-- GIVEN PASSAGE --
● ● ● ● ● ● ●
Franz Künstler (, 24 July 1900 – 27 May 2008) was, at age 107, the last known surviving veteran of the First World War who fought for the Austro-Hungarian Empire. Following the death of 110-year-old Ottoman veteran Yakup Satar on 2 April 2008, he was also the last Central Powers veteran of any nationality. He was born in Sósd, in the Kingdom of Hungary, now Măureni, Romania.

A Banat Swabian, Künstler enlisted in the Austro-Hungarian Army at Szeged in February 1918 in a field artillery regiment (HFKR 5. k.u. Feldkanonen-Regiment/ - 5. honvéd tábori ágyúsezred). He saw combat on the Italian Front on the Piave River. Following the collapse of the Austro-Hungarian Empire, he fought against the communists in Hungary, and was a soldier until 1921. During the Second World War, he served six months in 1942 as a mobile courier in Ukraine.

Following World War II, Künstler lived in Niederstetten, Baden-Württemberg, Germany, and worked as a guide in a museum. He had been expelled from Hungary by the communist government, as had many other ethnic Germans.

Asked about his nationality, Künstler said he always felt connected to the German nation and saw himself as a German. He was a Hungarian citizen until 1946, when he obtained German citizenship. In an interview given at the age of 107 to an Austrian magazine, Künstler was asked about "the most important thing in life". He answered: "I was a handsome man and had many women. But more important is to have a good wife, with whom one can share one's life."
● ● ● ● ● ● ●
-- PROVIDED INFORMATION --
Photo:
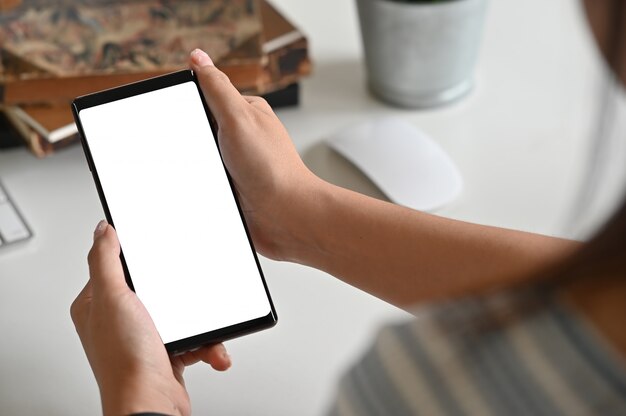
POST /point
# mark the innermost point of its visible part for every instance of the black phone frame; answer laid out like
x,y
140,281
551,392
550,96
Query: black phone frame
x,y
146,86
● ● ● ● ● ● ●
-- ACTION ITEM --
Rewrite the paragraph of the Franz Künstler passage that begins "A Banat Swabian, Künstler enlisted" as a bulleted list of its main facts.

-- EXERCISE RESPONSE --
- A Banat Swabian, Künstler enlisted in the Austro-Hungarian Army at Szeged in February 1918, in a field artillery regiment (HFKR 5).
- He saw combat on the Italian Front on the Piave River.
- After the Austro-Hungarian Empire collapsed, he fought against the communists in Hungary and remained a soldier until 1921.
- In World War II, he served six months in 1942 as a mobile courier in Ukraine.